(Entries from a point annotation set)
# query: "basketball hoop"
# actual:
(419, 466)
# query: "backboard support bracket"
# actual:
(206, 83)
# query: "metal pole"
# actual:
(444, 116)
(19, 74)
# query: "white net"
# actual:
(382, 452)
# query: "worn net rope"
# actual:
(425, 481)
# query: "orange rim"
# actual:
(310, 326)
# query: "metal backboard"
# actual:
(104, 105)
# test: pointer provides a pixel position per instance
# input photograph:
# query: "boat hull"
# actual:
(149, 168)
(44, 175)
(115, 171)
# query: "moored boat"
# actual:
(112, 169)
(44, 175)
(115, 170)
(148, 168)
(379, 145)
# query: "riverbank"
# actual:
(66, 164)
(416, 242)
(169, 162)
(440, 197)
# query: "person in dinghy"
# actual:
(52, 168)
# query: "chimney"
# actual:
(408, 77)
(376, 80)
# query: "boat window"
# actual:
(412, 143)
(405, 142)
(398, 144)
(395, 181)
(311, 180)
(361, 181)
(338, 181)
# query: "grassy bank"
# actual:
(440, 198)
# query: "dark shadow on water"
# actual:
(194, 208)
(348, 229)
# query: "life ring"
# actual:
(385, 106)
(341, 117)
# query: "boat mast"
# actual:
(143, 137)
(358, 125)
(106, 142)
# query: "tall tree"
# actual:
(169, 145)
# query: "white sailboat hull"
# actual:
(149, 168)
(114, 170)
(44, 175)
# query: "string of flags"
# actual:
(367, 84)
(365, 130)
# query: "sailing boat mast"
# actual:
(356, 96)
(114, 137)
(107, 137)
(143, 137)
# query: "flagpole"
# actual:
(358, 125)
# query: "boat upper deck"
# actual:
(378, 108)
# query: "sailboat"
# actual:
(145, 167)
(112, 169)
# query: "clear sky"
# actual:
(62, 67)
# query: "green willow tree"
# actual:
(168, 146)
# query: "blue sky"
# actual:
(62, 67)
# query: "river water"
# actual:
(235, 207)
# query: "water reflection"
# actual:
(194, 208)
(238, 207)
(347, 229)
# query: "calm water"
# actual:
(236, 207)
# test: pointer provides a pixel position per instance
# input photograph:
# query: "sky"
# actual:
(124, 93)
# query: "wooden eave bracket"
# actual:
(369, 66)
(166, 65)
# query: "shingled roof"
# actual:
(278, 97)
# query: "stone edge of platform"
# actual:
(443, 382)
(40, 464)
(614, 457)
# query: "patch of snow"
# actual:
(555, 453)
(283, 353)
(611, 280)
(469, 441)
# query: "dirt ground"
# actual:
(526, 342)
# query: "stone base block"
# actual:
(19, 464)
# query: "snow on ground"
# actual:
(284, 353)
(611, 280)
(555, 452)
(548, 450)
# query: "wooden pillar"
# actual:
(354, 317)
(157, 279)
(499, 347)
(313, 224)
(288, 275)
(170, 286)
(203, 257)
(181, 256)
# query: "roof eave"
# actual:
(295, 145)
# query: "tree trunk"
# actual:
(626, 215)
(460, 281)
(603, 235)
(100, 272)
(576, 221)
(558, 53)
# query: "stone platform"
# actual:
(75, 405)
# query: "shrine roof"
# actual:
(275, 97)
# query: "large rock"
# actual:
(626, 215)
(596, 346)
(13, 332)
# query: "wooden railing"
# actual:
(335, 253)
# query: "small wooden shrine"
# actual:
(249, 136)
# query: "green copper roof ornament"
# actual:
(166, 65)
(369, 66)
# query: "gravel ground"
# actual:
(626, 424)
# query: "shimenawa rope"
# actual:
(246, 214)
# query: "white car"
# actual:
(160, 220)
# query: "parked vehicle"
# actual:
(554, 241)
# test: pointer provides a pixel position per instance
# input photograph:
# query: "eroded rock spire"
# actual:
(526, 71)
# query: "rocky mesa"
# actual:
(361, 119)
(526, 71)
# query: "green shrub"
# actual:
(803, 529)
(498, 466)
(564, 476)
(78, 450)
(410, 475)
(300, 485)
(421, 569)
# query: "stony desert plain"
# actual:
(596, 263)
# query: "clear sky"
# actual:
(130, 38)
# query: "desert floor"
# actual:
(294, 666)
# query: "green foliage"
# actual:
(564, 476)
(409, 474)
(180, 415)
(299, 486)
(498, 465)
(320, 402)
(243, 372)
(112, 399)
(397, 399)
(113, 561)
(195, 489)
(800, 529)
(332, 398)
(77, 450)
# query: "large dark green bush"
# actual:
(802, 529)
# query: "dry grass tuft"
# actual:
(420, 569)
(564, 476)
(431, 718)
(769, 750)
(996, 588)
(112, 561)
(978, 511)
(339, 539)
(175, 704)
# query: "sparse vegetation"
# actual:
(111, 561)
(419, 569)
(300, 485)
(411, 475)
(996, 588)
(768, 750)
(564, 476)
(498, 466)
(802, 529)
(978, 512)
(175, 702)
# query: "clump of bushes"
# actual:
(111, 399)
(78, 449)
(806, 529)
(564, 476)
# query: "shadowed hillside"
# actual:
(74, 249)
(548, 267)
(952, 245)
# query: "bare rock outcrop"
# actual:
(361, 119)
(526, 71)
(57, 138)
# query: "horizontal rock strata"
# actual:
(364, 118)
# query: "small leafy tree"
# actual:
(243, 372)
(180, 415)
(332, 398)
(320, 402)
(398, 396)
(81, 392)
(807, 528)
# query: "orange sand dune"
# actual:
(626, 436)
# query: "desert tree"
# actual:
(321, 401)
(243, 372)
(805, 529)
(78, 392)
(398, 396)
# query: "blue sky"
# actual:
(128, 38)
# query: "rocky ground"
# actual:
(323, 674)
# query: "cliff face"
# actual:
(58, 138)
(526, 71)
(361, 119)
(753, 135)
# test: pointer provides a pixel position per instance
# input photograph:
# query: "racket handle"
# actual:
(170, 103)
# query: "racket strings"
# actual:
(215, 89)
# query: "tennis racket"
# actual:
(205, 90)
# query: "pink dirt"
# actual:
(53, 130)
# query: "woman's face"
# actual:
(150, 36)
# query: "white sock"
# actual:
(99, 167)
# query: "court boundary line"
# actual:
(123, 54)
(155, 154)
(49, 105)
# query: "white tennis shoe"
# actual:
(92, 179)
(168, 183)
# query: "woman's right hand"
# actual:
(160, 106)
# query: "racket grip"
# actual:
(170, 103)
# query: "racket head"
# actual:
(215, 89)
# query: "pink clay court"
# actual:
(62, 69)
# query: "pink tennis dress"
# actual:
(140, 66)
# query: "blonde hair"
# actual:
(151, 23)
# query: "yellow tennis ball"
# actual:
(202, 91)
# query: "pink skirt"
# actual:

» **WORK TO BE COMPLETED**
Gather every line of the material above that contains the word "wooden", matching case exactly.

» **SOLUTION FOR THIS EXERCISE**
# query: "wooden eave bracket"
# query: "wooden pillar"
# query: "wooden railing"
# query: "small wooden shrine"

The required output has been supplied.